Excerpt to read
I became involved in this cause because I saw my African American friends treated more harshly than my middle class white friends in college. It is obvious that disproportionately people of color and people of low income suffer the brunt of the drug war and the war on cannabis. It has completely failed. It wastes resources. It doesn’t protect us at all. It doesn’t keep marijuana out of the hands of children and it is time for a new regime to where we regulate marijuana like beer and wine.

We collected thousands of signatures in this past month – 70,000 signatures in the past month – from ordinary Oregonians who believe it is time that we end the war on drugs, end the war on cannabis. I cannot be happier that we are well on our way to making the ballot, well on our way to victory this November.

We are not going to take any vote for granted. We are going to reach out across this state and fight for every single vote.

So many people think that marijuana legalization is inevitable. That may be but we are not going to rest on our laurels. We are going to make contacts with our neighbors, friends, families and try to get every vote that we can. That’s why we need all of you and we need you to contact your friends. Please talk to our staff. We have an experienced campaign staff doing great work. Sign up for various jobs and really reach out to your friends, family and let’s carry this momentum here in Oregon to where we end the barbaric practice of locking people in cages and carry that momentum across the country so we can finally end the war on cannabis and stop treating marijuana use as a crime.

(Photo labels with boxes)
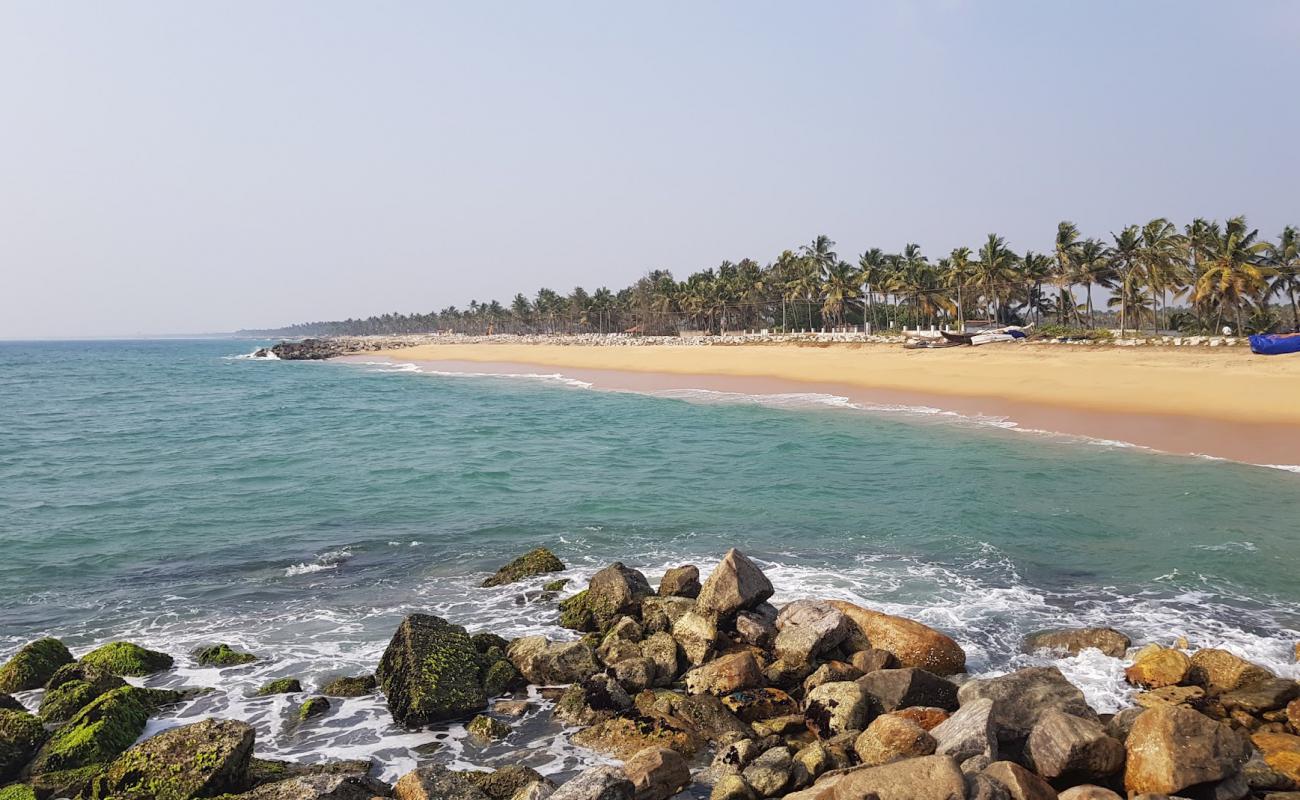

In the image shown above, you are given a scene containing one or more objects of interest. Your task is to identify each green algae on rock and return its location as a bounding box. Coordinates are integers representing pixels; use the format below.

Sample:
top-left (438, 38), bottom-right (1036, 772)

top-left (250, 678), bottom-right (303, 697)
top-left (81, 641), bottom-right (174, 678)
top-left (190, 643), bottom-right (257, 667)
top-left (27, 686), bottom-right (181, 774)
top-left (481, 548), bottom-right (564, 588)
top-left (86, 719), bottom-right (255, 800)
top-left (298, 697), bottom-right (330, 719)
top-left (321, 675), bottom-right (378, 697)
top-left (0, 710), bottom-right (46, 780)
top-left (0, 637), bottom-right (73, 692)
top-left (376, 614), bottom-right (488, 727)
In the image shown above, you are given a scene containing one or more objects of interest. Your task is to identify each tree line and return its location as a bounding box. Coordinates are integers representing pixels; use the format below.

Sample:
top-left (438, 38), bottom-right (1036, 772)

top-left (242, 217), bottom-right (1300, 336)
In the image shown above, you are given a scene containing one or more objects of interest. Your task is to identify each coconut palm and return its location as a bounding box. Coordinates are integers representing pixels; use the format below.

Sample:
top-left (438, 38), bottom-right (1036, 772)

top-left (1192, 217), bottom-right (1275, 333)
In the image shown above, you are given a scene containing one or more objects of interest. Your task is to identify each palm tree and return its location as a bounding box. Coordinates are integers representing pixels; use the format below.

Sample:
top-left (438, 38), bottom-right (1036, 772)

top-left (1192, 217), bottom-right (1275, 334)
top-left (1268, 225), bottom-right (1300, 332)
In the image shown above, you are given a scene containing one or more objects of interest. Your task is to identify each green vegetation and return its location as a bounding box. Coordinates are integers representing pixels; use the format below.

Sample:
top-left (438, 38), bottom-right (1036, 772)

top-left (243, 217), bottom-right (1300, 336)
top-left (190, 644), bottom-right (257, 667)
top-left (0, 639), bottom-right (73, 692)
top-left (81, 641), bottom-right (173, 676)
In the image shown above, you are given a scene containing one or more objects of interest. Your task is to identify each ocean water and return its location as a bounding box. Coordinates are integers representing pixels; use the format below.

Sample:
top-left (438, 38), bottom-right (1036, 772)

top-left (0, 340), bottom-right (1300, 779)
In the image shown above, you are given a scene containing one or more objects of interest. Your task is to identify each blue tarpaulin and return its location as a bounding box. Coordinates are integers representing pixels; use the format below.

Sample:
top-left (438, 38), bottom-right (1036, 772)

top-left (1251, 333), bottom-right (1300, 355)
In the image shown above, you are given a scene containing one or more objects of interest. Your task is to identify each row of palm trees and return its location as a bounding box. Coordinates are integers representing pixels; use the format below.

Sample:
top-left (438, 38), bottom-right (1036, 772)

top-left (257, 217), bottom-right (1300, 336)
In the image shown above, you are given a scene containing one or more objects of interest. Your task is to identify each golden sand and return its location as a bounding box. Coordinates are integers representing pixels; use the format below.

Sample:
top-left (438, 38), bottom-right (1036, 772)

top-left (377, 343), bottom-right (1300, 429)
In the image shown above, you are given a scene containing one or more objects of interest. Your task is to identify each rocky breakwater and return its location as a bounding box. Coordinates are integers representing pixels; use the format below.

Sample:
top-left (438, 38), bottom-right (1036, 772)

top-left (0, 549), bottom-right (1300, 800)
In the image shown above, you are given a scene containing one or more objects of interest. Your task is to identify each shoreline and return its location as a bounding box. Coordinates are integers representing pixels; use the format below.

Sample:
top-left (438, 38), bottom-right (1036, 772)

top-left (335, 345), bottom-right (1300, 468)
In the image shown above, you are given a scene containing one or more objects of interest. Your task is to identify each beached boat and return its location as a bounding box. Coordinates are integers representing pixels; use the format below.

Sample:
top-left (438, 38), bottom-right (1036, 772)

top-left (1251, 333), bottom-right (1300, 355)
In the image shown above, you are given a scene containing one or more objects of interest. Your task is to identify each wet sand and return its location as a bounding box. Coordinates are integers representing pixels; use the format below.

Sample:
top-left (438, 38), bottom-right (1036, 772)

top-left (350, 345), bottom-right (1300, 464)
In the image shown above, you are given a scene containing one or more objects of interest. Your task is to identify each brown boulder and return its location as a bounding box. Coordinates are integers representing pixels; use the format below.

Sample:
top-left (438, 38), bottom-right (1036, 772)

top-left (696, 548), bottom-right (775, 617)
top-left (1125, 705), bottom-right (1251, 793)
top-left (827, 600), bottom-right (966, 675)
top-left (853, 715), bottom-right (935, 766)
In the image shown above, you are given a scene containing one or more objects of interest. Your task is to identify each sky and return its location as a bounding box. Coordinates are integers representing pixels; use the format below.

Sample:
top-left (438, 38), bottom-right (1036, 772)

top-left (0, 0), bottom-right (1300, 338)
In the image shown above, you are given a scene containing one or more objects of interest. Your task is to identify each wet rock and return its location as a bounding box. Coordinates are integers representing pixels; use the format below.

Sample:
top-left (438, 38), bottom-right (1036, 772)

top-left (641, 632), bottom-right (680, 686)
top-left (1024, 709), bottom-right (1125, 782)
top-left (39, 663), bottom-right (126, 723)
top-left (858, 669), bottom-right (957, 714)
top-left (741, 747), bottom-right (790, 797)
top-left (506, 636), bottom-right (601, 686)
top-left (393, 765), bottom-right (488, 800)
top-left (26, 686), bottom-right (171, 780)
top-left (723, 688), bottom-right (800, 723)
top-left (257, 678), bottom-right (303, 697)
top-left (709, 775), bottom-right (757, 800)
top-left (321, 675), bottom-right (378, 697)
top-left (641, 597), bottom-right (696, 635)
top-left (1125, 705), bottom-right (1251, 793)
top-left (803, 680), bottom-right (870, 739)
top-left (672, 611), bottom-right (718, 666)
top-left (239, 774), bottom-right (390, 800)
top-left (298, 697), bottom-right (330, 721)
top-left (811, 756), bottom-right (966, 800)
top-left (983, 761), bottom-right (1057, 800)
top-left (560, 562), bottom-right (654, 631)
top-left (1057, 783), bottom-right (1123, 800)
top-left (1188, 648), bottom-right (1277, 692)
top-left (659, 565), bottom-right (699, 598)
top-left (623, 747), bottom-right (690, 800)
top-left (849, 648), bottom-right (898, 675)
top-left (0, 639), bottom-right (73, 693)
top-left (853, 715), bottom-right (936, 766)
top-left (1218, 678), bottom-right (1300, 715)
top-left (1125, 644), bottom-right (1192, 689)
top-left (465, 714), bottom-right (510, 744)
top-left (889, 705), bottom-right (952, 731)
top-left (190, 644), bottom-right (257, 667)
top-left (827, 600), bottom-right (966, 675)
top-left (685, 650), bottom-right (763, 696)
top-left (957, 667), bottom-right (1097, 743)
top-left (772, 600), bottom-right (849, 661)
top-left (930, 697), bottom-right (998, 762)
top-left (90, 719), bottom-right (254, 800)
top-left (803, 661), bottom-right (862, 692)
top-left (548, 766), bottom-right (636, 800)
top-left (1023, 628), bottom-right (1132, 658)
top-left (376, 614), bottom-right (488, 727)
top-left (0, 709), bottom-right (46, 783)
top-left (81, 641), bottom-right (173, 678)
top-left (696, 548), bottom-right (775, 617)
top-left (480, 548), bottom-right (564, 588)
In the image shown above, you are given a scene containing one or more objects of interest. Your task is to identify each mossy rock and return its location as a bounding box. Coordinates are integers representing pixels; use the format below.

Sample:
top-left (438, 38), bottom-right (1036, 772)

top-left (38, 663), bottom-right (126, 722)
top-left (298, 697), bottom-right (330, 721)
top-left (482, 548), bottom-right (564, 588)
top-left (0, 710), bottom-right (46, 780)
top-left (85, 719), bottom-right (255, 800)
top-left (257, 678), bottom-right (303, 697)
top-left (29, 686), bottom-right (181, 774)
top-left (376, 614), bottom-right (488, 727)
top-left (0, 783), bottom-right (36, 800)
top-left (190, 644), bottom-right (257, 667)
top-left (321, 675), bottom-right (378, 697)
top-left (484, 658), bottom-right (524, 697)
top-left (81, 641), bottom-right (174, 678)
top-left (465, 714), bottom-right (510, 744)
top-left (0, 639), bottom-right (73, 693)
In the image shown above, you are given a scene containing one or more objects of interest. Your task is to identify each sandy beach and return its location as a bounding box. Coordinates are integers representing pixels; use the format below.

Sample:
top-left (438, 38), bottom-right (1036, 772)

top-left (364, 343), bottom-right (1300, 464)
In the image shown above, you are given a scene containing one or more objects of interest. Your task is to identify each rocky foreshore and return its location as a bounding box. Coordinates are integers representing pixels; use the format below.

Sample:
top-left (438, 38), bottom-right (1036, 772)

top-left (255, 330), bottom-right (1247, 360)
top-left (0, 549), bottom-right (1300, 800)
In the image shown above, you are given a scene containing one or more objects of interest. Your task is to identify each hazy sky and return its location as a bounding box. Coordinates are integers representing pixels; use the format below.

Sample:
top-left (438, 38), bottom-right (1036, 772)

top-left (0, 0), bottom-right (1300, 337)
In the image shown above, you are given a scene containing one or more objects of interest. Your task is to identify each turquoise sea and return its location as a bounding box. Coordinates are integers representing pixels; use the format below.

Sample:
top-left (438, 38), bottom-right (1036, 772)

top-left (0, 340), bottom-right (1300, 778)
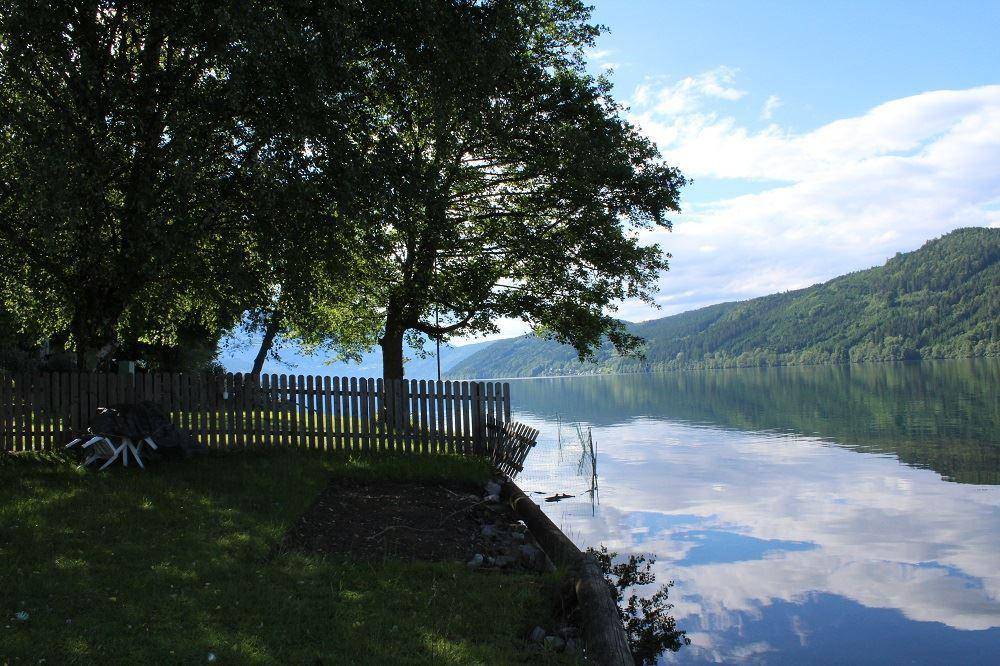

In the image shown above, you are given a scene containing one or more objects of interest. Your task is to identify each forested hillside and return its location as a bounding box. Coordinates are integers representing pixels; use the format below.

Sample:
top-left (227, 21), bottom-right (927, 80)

Directive
Answer these questions from the campaign speech, one per line:
(a) What did the speaker see in college that led to joining the cause?
(b) How many signatures were collected in the past month?
(c) What practice does the speaker call barbaric?

Output of the exercise
(a) African American friends being treated more harshly than middle class white friends.
(b) 70,000.
(c) Locking people in cages.